> _EXERCISE OBJECTIVE_
Can you rewrite the lines of the listing below, from the one containing "the man's hand." through the end of the listing, inclusive, with every other word left unchanged but each answer coordinate shifted by -46?
** BEGIN INPUT MATERIAL **
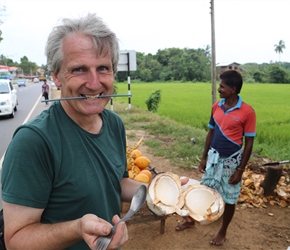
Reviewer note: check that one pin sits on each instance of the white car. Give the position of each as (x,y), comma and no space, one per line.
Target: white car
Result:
(8,98)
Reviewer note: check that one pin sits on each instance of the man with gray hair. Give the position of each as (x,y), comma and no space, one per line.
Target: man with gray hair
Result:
(65,172)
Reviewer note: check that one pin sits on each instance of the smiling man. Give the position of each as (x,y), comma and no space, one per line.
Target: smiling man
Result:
(64,173)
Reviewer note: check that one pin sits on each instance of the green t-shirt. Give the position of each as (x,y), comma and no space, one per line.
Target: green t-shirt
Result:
(54,164)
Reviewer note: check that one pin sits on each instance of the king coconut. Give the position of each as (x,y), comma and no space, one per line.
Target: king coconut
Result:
(166,196)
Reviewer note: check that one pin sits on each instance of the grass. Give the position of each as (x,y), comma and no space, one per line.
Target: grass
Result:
(189,104)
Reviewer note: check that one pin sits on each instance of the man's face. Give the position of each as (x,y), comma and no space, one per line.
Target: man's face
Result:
(225,90)
(84,73)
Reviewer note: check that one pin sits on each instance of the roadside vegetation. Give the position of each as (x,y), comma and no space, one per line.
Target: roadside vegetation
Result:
(184,111)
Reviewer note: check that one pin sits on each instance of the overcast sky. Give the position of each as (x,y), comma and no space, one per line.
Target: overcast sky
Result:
(245,30)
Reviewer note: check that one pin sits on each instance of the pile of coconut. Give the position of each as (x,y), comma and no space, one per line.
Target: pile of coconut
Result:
(259,187)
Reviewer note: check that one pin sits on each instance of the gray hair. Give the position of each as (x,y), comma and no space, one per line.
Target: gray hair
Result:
(91,25)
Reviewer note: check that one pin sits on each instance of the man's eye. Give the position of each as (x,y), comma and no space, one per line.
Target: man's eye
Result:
(78,69)
(104,70)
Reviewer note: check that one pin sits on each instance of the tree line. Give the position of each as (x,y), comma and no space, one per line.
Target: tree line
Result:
(175,64)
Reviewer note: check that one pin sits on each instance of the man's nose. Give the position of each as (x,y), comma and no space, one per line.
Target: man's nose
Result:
(93,79)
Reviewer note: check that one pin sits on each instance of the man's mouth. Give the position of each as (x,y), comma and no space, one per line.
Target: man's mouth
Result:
(92,97)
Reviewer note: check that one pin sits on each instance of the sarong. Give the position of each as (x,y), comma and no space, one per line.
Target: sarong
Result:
(218,172)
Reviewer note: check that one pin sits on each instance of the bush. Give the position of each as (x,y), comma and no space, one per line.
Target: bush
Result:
(153,101)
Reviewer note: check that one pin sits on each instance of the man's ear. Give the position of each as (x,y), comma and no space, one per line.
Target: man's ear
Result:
(55,79)
(234,89)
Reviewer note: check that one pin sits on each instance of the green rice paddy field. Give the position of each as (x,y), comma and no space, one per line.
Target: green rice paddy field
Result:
(190,104)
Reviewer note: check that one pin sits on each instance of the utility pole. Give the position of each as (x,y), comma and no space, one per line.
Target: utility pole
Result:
(213,60)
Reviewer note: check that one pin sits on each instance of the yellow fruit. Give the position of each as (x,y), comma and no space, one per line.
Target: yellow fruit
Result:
(136,153)
(148,173)
(142,162)
(142,178)
(129,164)
(136,170)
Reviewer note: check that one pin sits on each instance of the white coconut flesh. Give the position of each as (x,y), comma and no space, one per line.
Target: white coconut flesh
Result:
(200,200)
(167,191)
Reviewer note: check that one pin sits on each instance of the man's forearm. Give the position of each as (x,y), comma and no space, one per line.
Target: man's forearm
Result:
(45,236)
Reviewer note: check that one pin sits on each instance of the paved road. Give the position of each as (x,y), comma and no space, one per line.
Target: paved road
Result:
(30,105)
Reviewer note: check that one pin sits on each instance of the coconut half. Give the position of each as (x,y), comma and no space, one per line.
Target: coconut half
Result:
(205,205)
(165,196)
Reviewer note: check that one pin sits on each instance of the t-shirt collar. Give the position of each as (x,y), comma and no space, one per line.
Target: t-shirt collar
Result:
(237,106)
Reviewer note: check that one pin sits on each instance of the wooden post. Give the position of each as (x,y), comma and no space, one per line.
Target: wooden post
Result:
(272,178)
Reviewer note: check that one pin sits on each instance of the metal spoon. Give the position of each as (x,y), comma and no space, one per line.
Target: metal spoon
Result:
(136,203)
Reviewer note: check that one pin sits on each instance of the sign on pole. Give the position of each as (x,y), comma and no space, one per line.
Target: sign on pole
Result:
(127,62)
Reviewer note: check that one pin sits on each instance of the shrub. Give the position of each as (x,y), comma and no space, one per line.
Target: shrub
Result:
(153,101)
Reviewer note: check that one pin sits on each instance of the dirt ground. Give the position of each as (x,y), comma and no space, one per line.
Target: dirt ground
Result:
(251,228)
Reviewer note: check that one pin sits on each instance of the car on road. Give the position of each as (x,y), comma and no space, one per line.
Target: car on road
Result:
(8,98)
(21,82)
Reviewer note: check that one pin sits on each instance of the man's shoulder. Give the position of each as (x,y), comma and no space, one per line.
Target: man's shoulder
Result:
(247,107)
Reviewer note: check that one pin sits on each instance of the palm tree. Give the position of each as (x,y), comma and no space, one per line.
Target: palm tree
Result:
(279,47)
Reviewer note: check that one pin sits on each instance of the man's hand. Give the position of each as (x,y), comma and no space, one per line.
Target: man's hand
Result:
(236,177)
(92,227)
** END INPUT MATERIAL **
> _ANSWER TO THIS PROBLEM_
Reviewer note: check that one pin sits on each instance of the man's hand. Give the position of each as (x,y), comma and no space, one per line.
Target: man's hand
Result:
(190,131)
(46,181)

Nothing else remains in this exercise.